» Document passage
---

Two blurbs are to be found on the back of Seven Days of Mourning. Bernard Malamud describes the book as “imperfect” but still “an original feat of the imagination. It cleanses and purifies through love for the human being.” The other comment is by the critic Albert J. Guerard: “At his best [Simckes] challenges, for outrageous and ruthless invention, both Isaac Babel and Bernard Malamud. The novel is sad, funny, insufferably and excitingly human.” Ordinarily blurbs aren’t meant to mean much and it’s a cheap tactic to take an advantage of them, but these two happen to signify pretty well the terms of the literary cachet of American-Jewish fiction just now, which not even a book such as Simckes’s seems able to question, much less reduce.

This fiction, so its reputation goes, is full of “invention” (imagination, vitality, wildness, etc.) and it is human (compassionate, loving, radiant with insight, etc.). Since genuine vitality and humanity are in short supply these days in fiction, as everywhere else, one can understand why they should be so much appreciated and why pretensions to them should be so easily confused with the real thing. However, as conventions of a new genre of Jewish folk writing represented by these two novels as well as by, say, Norman Fruchter’s Coat Upon a Stick, or Edward Adler’s Notes from a Dark Street, they derive from a patently tenuous and arbitrary, when not also narcissistic, relation to the folk material that provides their basis. The truth is that as one moves from Babel to Malamud to a writer like Simckes, the use of this material becomes increasingly exploitative (“outrageous, ruthless”) in the separation of supposedly Jewish values and modes of behavior from the actual culture in which they were part of a coherent way of life and through which they gain their authority as aspects of human behavior and value as such. Jewish character, color, idiom, tradition, etc. used merely as literary props to achieve distinctiveness or as a kind of trampoline upon which assimilated young writers find they can perform will inevitably lose their integrity, become inauthentic, and more likely than not, turn into the grotesque both in subject matter and treatment. “I was, with God’s help, a poor man,” says Sholem Aleichem’s Tevye, with the complete aptness, the lack of literary distortion given to a folk artist who is in perfect touch with his world. But once the common folk life and the expressive purposes to which it is put become separated, either through the writer’s intention or ignorance, he enters the realm of the inauthentic, which takes a great deal of moral autonomy and art to redeem. For folk material has a way of taking its revenge upon the writer who is exploiting it. In the case of Adler and Fruchter it dries up and becomes abstract; in the case of Charyn it flickers intermittently and goes out; in the case of Simckes it quickly sickens, dies, and rots in his hands.

---

» Stated task A
Reproduce the entries below word for word, from the line containing "of the assault" through the last line of the entries, both ends included.
The book review and the entries below it are separate, unrelated material.

Data items:
---

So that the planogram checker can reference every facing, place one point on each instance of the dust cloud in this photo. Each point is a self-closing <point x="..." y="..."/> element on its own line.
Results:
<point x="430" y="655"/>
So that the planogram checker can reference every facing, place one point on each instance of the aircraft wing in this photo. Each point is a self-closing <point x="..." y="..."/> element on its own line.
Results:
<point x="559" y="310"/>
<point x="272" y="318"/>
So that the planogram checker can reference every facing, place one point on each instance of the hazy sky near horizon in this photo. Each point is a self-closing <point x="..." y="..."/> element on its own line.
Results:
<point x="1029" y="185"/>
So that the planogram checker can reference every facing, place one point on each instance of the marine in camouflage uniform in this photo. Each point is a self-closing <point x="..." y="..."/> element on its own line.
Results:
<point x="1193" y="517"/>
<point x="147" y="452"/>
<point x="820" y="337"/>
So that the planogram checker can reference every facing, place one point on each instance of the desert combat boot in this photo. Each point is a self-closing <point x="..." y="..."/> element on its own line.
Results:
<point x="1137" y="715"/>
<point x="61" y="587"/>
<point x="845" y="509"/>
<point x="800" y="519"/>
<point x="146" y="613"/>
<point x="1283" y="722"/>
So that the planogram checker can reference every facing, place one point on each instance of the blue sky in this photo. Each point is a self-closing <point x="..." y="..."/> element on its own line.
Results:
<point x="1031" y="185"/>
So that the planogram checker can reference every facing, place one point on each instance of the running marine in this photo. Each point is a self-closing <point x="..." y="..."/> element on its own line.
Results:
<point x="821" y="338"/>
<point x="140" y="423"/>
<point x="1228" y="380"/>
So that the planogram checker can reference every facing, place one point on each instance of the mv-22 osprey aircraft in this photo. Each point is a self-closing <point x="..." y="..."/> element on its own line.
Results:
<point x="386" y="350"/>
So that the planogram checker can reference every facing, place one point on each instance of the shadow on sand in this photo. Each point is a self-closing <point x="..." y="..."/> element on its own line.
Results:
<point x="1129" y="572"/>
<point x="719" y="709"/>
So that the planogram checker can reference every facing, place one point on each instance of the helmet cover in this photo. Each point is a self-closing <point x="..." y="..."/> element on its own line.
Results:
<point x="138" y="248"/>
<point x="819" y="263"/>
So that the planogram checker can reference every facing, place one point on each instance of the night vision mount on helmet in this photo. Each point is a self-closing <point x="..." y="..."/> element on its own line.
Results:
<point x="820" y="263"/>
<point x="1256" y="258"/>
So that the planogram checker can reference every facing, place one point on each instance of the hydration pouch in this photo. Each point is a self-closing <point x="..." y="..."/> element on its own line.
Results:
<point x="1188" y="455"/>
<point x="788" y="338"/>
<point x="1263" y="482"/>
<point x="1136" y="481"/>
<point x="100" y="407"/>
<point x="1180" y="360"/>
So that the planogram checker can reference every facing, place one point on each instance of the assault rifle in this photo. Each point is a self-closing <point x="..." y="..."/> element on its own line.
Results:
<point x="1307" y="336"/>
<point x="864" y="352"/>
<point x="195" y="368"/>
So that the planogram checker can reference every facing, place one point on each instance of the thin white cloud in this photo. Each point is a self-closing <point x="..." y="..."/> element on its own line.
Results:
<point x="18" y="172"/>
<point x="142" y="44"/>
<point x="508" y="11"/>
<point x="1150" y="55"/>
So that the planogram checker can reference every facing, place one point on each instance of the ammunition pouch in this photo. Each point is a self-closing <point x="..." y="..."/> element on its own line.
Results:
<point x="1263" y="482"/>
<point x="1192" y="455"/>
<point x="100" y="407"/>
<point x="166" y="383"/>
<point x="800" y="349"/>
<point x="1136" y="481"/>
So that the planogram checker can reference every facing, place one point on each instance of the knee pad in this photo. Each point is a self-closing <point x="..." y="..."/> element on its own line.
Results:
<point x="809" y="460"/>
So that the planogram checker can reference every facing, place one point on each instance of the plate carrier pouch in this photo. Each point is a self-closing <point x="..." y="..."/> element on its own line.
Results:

---

» Stated task B
According to the book review, why can one understand that vitality and humanity in fiction are so much appreciated?

» Full output A
So that the planogram checker can reference every facing, place one point on each instance of the assault rifle in this photo. Each point is a self-closing <point x="..." y="..."/> element on its own line.
Results:
<point x="1307" y="336"/>
<point x="864" y="352"/>
<point x="195" y="368"/>
So that the planogram checker can reference every facing, place one point on each instance of the thin white cloud in this photo. Each point is a self-closing <point x="..." y="..."/> element on its own line.
Results:
<point x="18" y="172"/>
<point x="142" y="44"/>
<point x="508" y="11"/>
<point x="1150" y="55"/>
So that the planogram checker can reference every facing, place one point on each instance of the ammunition pouch in this photo. Each point is a self-closing <point x="..." y="..."/> element on its own line.
Results:
<point x="1263" y="482"/>
<point x="1192" y="455"/>
<point x="100" y="407"/>
<point x="166" y="383"/>
<point x="800" y="349"/>
<point x="1136" y="481"/>
So that the planogram checker can reference every facing, place one point on each instance of the knee pad in this photo. Each point is a self-closing <point x="..." y="..."/> element on its own line.
Results:
<point x="809" y="460"/>
So that the planogram checker can reference every facing, place one point on each instance of the plate carrier pouch in this photo. Each point is a self-closing <point x="..." y="..."/> element on its own line.
Results:

» Full output B
Genuine vitality and humanity are in short supply in fiction these days, as everywhere else. That scarcity also explains why pretensions to them are so easily confused with the real thing.